Exercise prompt: Put every line of the records below into a numbered list, leaving out the blank lines.

Records from an annotation dataset
— START —
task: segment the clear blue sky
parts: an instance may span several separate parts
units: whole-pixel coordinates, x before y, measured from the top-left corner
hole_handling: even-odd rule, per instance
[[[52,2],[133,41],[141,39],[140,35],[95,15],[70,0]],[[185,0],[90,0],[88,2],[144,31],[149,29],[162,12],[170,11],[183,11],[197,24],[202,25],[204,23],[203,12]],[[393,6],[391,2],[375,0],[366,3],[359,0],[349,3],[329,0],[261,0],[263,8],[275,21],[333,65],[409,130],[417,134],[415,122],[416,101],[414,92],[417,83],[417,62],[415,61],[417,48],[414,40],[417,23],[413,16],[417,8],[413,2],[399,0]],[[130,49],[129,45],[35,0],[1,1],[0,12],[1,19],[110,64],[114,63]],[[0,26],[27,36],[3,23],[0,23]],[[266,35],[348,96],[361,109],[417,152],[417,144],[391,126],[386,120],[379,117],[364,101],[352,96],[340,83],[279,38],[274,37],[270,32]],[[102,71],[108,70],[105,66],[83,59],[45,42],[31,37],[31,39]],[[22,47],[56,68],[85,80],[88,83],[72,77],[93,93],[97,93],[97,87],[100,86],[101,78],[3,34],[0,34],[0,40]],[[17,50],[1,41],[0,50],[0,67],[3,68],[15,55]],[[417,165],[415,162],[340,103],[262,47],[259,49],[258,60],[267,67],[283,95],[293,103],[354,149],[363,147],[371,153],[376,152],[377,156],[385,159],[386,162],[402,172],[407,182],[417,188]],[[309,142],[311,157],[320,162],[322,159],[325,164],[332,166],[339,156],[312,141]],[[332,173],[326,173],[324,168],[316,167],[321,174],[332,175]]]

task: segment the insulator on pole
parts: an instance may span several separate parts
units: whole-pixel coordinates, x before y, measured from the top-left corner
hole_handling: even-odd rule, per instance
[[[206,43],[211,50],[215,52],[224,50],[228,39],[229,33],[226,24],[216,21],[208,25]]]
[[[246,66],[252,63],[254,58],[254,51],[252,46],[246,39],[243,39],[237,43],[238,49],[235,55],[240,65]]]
— END —
Correct response:
1. task: segment the clear blue sky
2. parts: an instance may span several separate parts
3. units: whole-pixel coordinates, x before y, measured from the top-left corner
4. hole_handling: even-odd rule, per instance
5. [[[52,2],[133,41],[141,39],[140,35],[95,15],[70,0]],[[185,0],[90,0],[88,2],[144,31],[149,29],[162,12],[170,11],[183,11],[197,24],[202,25],[204,23],[203,12]],[[393,6],[391,2],[375,0],[366,3],[359,0],[349,3],[329,0],[261,0],[263,8],[275,21],[333,65],[409,130],[417,134],[415,122],[416,101],[414,92],[417,83],[417,62],[415,61],[417,48],[414,40],[417,23],[413,16],[417,8],[413,2],[399,0]],[[130,49],[129,45],[35,0],[1,1],[0,12],[1,19],[110,64],[114,63]],[[0,26],[27,36],[3,23],[0,23]],[[266,35],[348,96],[361,109],[417,152],[417,144],[391,126],[386,120],[379,117],[364,101],[352,96],[340,83],[279,38],[274,37],[270,32]],[[102,71],[108,70],[105,66],[83,59],[45,42],[31,37],[31,39]],[[22,47],[56,68],[85,80],[88,83],[72,77],[93,93],[97,93],[97,87],[100,86],[101,78],[3,34],[0,34],[0,40]],[[17,50],[1,41],[0,50],[0,67],[3,68],[15,55]],[[417,165],[415,162],[340,103],[262,47],[259,49],[258,60],[267,67],[283,95],[293,103],[354,149],[363,147],[371,153],[376,152],[377,156],[385,159],[386,162],[402,172],[407,182],[417,188]],[[309,142],[311,157],[320,162],[322,159],[325,164],[332,166],[339,156],[312,141]],[[332,173],[326,173],[324,168],[316,167],[321,174],[332,175]]]
6. task: segment the insulator on pole
7. parts: an instance may span several separate parts
8. units: whole-pixel coordinates, x before y, measured from the top-left corner
9. hole_handling: even-odd rule, per instance
10. [[[206,43],[211,50],[215,52],[224,50],[228,39],[229,33],[226,24],[216,21],[208,25]]]
11. [[[246,66],[252,63],[254,58],[254,51],[252,46],[246,39],[243,39],[237,43],[238,49],[235,55],[240,65]]]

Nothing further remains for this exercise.